+++ LISTED RECORDS +++

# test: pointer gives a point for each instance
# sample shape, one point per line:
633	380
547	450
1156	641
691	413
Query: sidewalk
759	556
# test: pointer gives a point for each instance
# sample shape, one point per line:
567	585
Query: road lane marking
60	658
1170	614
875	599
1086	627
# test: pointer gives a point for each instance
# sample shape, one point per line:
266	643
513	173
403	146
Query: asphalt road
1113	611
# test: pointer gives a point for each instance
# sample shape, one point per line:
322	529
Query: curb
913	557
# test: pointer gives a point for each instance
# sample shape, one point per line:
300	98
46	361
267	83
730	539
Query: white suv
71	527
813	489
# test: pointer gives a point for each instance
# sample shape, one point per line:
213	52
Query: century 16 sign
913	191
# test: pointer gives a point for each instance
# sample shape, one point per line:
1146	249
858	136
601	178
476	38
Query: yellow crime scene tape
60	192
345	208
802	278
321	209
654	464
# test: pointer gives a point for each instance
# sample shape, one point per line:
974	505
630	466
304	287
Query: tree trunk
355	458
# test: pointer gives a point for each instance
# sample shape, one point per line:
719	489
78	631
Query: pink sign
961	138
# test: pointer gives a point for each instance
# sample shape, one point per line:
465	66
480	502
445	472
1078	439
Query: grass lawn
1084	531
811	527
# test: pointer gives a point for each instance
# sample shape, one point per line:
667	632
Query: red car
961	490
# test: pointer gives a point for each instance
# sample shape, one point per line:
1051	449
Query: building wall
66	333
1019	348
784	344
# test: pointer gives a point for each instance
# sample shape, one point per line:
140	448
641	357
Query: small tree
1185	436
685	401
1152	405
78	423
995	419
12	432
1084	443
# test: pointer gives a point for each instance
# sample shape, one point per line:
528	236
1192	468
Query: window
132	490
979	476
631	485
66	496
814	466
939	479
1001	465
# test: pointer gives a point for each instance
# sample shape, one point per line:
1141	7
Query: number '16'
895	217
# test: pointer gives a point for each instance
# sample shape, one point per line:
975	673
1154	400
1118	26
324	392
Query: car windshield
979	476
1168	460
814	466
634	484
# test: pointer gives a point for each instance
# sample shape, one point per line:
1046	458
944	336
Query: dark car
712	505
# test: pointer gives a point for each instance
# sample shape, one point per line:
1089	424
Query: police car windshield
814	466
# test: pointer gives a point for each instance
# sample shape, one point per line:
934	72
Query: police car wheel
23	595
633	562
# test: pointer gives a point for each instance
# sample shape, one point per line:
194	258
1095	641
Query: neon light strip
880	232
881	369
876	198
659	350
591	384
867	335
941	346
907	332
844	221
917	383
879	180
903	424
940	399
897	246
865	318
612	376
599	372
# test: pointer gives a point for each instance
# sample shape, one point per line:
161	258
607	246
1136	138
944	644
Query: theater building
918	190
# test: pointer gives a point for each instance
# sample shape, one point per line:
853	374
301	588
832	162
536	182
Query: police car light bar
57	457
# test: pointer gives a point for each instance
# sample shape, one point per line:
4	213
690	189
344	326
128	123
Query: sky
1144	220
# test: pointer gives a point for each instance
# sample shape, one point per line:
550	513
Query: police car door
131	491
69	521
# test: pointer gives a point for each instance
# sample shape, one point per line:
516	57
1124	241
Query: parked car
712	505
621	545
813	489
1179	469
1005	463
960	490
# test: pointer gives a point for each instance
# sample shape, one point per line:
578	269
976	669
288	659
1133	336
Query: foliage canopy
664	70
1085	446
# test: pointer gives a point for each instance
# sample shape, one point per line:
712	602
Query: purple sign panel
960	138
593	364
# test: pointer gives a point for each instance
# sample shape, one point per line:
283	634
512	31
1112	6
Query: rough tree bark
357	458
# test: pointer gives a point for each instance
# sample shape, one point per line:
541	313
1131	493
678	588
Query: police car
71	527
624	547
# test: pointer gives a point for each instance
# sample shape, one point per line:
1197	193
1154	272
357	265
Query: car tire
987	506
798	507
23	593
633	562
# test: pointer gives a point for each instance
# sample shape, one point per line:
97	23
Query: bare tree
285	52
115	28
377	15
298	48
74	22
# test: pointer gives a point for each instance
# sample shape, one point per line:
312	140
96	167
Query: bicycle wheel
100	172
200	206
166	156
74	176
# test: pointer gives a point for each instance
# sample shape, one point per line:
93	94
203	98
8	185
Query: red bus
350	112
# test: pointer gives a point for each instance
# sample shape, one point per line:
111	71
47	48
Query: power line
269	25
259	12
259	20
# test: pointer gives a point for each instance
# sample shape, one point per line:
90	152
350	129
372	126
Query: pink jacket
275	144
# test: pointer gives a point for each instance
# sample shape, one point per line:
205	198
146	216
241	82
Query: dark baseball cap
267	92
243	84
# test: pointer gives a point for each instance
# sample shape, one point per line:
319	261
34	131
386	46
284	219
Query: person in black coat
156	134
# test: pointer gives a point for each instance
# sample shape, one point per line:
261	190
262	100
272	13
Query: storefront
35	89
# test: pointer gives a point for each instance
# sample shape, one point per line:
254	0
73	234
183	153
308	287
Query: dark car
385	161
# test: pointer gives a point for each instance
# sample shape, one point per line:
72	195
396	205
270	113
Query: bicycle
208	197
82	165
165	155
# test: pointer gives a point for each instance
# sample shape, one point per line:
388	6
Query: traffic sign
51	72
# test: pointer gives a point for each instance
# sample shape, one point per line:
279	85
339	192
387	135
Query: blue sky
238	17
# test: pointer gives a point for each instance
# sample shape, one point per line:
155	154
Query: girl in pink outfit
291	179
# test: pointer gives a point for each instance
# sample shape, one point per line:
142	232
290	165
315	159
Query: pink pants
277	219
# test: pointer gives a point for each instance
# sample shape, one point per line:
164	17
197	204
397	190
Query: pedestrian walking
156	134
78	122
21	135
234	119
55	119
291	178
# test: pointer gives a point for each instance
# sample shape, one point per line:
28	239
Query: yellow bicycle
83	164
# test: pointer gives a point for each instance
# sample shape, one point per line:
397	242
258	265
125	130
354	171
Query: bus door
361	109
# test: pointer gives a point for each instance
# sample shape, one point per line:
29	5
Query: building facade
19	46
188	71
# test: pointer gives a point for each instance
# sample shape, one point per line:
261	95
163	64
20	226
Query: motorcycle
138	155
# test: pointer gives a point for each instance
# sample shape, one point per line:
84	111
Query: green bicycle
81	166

+++

== TASK TO COMPLETE ==
Identify every line in the rows above that contains the string "light" and copy each such line. Matching is case-sensitive.

== FULL RESPONSE ==
Query: neon light strip
Query: police car light bar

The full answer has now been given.